## What is being asked
Render every line of the records below as a numbered list, omitting blank lines and leaving the pictures out.

[Saved data entries]
::::::

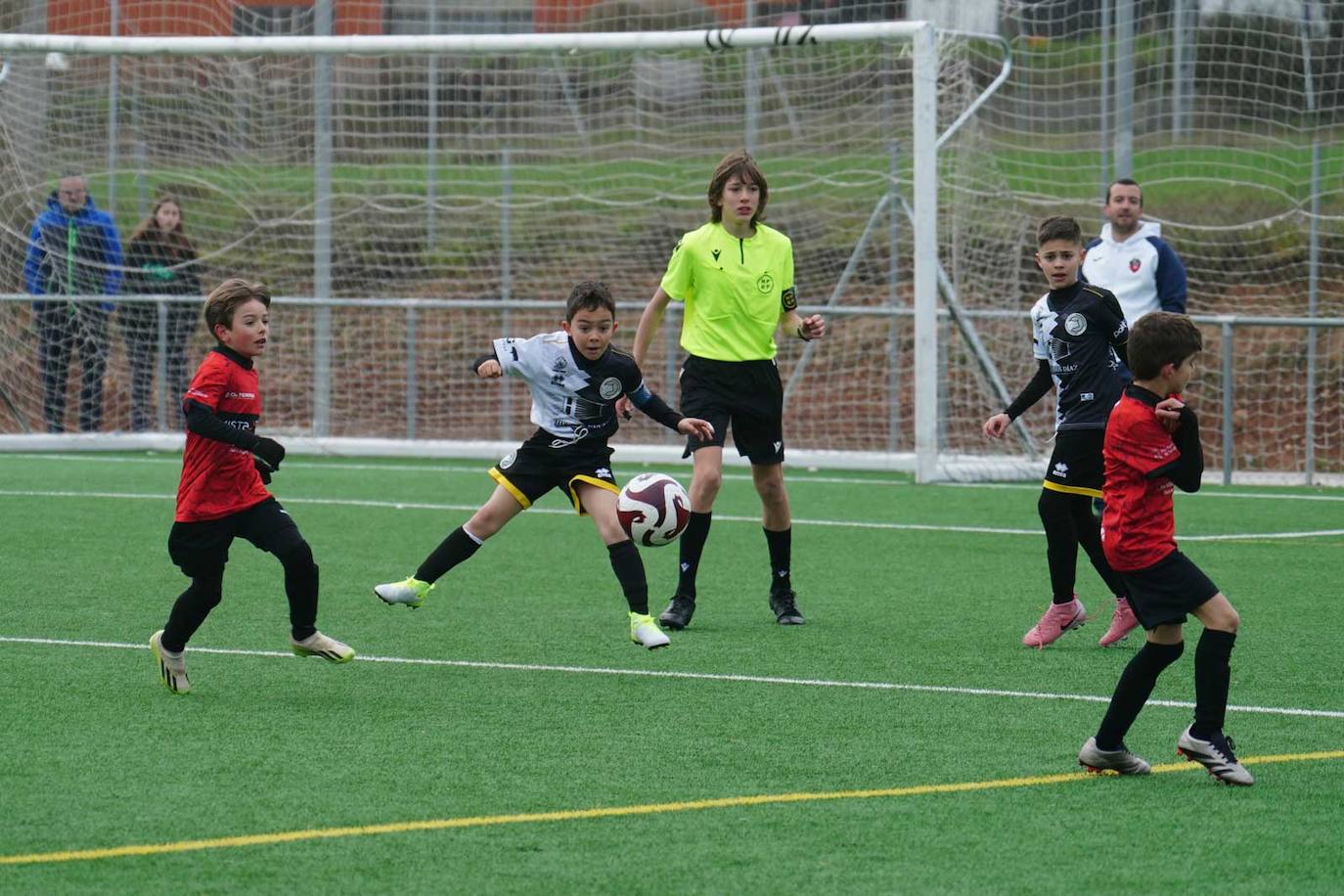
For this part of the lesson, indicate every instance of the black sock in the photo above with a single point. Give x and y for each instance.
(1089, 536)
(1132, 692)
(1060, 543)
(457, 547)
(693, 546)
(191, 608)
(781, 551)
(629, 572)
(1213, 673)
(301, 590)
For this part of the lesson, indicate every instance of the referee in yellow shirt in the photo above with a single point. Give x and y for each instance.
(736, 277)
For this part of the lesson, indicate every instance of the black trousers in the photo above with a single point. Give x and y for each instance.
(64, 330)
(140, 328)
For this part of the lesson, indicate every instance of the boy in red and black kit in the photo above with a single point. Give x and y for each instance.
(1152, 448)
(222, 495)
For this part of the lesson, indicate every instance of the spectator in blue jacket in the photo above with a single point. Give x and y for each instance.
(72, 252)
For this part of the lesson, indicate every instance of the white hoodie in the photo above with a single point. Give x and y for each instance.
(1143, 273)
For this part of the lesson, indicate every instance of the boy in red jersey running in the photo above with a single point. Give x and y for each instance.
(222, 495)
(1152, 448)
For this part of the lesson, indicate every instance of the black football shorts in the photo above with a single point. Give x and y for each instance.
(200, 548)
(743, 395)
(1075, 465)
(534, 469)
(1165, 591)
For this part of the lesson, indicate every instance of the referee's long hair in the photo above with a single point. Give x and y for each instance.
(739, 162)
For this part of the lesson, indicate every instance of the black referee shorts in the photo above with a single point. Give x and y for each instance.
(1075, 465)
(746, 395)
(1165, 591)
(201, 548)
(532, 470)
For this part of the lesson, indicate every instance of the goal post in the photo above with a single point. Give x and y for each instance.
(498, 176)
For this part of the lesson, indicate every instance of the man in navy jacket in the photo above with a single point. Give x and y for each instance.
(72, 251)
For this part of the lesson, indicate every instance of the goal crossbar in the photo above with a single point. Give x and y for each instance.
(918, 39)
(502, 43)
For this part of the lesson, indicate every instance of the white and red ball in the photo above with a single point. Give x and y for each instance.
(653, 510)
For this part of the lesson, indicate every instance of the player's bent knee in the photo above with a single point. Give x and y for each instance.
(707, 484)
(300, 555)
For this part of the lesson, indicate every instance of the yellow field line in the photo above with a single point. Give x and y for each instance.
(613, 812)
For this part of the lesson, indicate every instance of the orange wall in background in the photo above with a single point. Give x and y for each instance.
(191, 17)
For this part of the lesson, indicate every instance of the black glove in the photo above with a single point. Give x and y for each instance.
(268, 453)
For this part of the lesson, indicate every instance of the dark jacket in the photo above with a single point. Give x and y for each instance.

::::::

## Task result
1. For this part of the lesson, indicate every instance of the black sock in the photo above with a single point. Give x and y for each instance.
2. (1089, 536)
3. (1132, 692)
4. (1060, 543)
5. (457, 547)
6. (693, 546)
7. (191, 608)
8. (781, 551)
9. (629, 572)
10. (1213, 673)
11. (301, 590)
12. For this part of the lesson, indicate every instance of the referee in yellow shirt in the photo above with a single point. Give x and y for each instance.
13. (736, 277)
14. For this part of the lesson, indicate every instance of the black trousers in the photo above with a single point. Give x and y for each instance.
15. (64, 330)
16. (140, 328)
17. For this part of the lesson, indicate every instance of the boy in red and black kit in the photo above with a single point. Give x and y for each instance.
18. (1152, 448)
19. (222, 495)
20. For this part of the lesson, indicate every instance of the spectator in blue jacket in the photo above with a single point. Give x and y for each instance.
21. (72, 252)
22. For this part of the lesson, indicate every instance of the white hoodie in the photo above with a single point. Give x and y for each instance.
23. (1143, 273)
24. For this part of the lesson, indicate every instance of the boy in red jersey running in the photo above with a single point. Give x and y for each instance.
25. (222, 495)
26. (1152, 448)
27. For this part of the lesson, indicate every instance of the black football shorts in the photo above with a single point. Give x and y for each instance.
28. (200, 548)
29. (743, 395)
30. (1075, 465)
31. (534, 469)
32. (1165, 591)
33. For this part of the lesson, indicate every instance of the referee's long hair in the photo above with a single point. Give x and y for each instance.
34. (739, 162)
35. For this part of the lesson, indicate every instance of the black referee shorts in the photo above with a single point. Give x and y for each instance.
36. (1075, 465)
37. (746, 395)
38. (1165, 591)
39. (201, 548)
40. (532, 470)
41. For this part of the lesson, indicate every instance of the goal post in the photo above with a single point. Give x and y for each instance.
42. (498, 176)
43. For this part of the lesson, indicate every instance of the man in navy jacket in the photo above with a single point. Give x and y for each instance.
44. (72, 251)
45. For this part of the lesson, indicate every instance of the goal crossbar in the photo above with a single point. Give x and y for each instance.
46. (918, 39)
47. (502, 43)
48. For this part of the lesson, indicate every instance of the white and red ball in the photo above with a single point. Give x and y for each instance.
49. (653, 510)
50. For this part of the lesson, indicate every instance of the player's bent knee in the photo above with a single point. Give x and y for each instance.
51. (707, 484)
52. (300, 555)
53. For this part of the lesson, indicate every instance of the yellow field line in the photo above with a single point. Give x and y for each instance.
54. (613, 812)
55. For this part of the lesson, indicate every instance of the orange wall in background in the photo above with a single point. Give x and y for each instance.
56. (191, 17)
57. For this part of the lesson, indicate every instance of the black glove in the photo above with a single point. Give x and y for each instance.
58. (268, 453)
59. For this part of the lesson, indicate every instance of the dark jacket in the photo above with a single point. Give x and y for each instance.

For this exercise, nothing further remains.